» Document section:
# Mites in isopod culture??



## Tiffany Parker (Dec 11, 2019)

I was misting my isopod culture and noticed what appear to be soil mites. Are these harmful to my isopods? I need advise ): **This is my first isopod culture**


----------



## Villagecreep (Dec 11, 2019)

Tiffany Parker said:


> I was misting my isopod culture and noticed what appear to be soil mites. Are these harmful to my isopods? I need advise ): **This is my first isopod culture**


im having the same problem. no clue though...


----------



## Arthroverts (Dec 11, 2019)

If it is just a few, that is not a problem. Most isopod cultures get them every now and then. However, if you are having a major outbreak with numerous mites on and around the isopods, as well as many hanging out on the supplemental food regularly, then you have a problem.

Hope this helps,

Arthroverts


----------



## Aquarimax (Dec 13, 2019)

Tiffany Parker said:


> I was misting my isopod culture and noticed what appear to be soil mites. Are these harmful to my isopods? I need advise ): **This is my first isopod culture**


Do you have springtails in the culture? They can help prevent/control noted by competing for the same food sources.


----------



## Vanessa (Dec 15, 2019)

I like having soil mites, because they love snacking on fungus gnat larvae. I have never had them get out of control.


----------



## richard22 (Dec 17, 2019)

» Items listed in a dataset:
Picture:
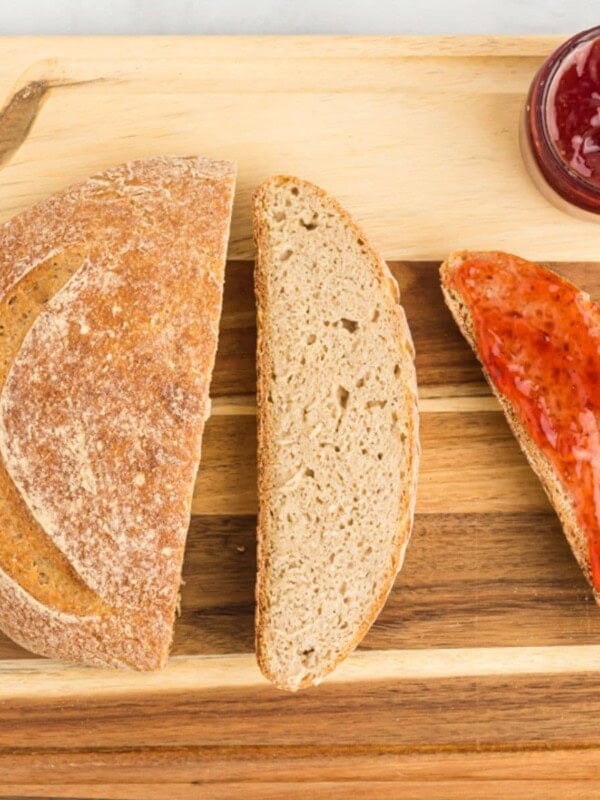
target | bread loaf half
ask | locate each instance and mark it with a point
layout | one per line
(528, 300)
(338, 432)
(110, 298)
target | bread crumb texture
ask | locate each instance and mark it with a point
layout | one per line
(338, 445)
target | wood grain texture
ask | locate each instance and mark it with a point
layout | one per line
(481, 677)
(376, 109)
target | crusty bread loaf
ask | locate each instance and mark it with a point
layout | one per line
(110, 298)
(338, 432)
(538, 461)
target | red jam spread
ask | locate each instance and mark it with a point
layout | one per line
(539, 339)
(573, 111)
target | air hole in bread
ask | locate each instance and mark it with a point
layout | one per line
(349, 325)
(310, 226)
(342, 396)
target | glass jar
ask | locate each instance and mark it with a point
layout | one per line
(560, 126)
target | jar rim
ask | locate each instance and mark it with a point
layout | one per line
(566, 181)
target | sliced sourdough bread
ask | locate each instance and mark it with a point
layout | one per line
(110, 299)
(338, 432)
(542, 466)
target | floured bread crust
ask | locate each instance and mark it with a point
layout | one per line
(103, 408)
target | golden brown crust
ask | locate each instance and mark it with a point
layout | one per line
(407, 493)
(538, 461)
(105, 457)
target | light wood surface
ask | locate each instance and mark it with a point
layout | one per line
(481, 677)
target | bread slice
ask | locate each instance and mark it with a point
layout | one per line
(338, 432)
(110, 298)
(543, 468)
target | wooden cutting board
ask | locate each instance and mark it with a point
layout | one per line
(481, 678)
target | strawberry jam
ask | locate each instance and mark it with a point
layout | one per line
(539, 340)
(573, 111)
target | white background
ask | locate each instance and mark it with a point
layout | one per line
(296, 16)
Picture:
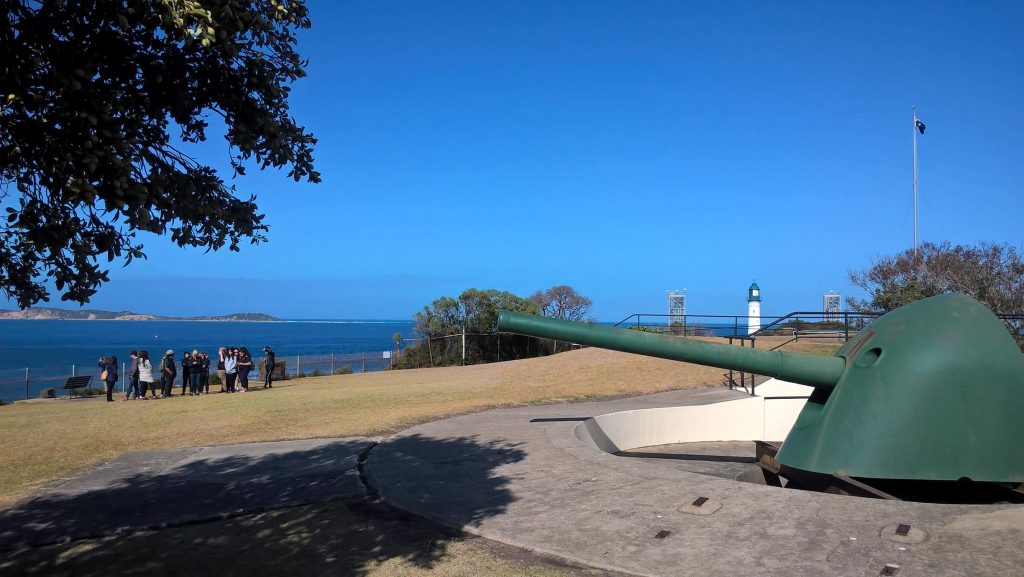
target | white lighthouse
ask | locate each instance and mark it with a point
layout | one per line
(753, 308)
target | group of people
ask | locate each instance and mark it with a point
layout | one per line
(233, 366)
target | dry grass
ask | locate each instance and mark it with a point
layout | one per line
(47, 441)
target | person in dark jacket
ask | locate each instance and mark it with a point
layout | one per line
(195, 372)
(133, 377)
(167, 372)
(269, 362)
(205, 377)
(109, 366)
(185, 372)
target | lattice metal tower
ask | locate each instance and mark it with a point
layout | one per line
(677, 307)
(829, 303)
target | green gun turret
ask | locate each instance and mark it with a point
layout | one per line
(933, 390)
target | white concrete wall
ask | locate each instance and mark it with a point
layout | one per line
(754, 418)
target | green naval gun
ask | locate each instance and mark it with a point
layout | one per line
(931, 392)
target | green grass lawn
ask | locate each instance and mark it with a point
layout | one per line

» Written task:
In the forum thread about mites in an isopod culture, list every user name that appears as the heading of a post. The records have no connection to the forum thread about mites in an isopod culture.

» Reply to the exercise:
Tiffany Parker, Villagecreep, Arthroverts, Aquarimax, Vanessa, richard22